What is expected: Every line containing the word "mask" must be pulled from the records.

Supplied data:
##############################

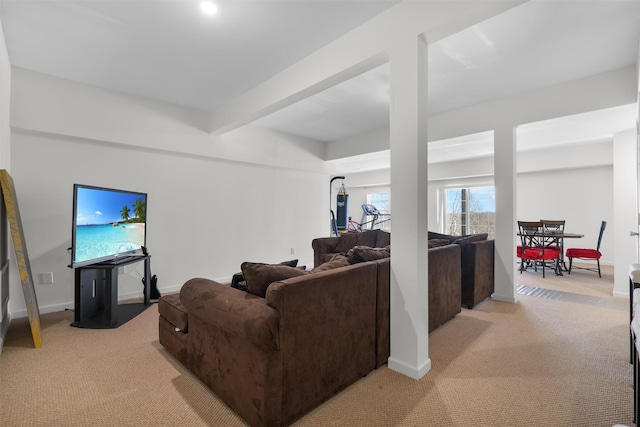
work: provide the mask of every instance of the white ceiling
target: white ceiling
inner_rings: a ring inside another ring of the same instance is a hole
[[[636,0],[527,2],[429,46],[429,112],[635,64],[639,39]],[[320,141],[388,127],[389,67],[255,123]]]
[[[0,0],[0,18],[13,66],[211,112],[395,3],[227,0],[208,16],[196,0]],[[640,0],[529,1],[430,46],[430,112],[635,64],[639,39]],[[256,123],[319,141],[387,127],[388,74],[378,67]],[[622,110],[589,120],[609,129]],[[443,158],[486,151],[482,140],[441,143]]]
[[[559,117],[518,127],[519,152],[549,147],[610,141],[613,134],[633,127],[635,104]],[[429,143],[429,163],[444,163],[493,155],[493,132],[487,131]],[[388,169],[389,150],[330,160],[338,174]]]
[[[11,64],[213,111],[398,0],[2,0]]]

##############################

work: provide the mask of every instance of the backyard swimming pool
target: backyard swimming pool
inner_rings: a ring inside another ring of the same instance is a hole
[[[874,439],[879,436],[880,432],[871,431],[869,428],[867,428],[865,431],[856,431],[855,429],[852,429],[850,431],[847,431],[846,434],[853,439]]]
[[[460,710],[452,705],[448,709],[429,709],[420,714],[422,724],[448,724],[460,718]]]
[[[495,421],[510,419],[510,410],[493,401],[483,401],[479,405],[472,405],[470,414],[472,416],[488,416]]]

##############################

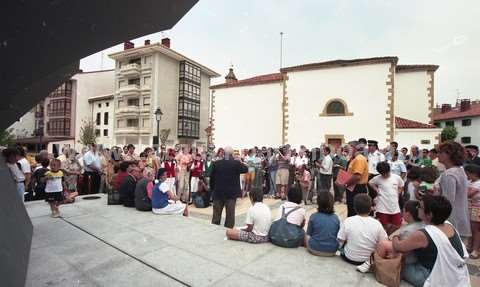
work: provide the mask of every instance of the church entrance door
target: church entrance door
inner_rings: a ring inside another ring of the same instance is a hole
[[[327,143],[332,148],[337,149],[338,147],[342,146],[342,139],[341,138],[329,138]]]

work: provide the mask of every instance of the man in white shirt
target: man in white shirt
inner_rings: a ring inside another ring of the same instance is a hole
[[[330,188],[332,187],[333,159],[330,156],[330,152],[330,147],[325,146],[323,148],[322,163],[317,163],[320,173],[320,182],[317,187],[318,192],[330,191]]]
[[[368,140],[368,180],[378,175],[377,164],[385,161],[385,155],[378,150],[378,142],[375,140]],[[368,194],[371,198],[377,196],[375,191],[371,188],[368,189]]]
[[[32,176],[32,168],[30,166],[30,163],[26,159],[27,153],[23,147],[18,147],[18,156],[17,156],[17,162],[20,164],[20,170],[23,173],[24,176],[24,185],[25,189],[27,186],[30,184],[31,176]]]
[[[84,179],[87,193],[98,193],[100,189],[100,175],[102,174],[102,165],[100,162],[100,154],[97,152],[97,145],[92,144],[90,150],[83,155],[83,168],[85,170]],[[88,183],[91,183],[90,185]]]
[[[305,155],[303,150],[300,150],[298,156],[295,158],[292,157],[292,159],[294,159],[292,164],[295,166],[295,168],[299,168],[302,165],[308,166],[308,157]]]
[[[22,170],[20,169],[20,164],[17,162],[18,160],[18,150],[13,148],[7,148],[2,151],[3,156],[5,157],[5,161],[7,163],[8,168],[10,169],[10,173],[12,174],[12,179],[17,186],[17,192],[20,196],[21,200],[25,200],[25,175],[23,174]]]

##############################

Response area:
work: provide the mask of every instance of the white ceiling
work: provide the mask of every instance of the backyard swimming pool
work: provide the mask of every instance of the church entrance door
work: provide the mask of every instance of the man in white shirt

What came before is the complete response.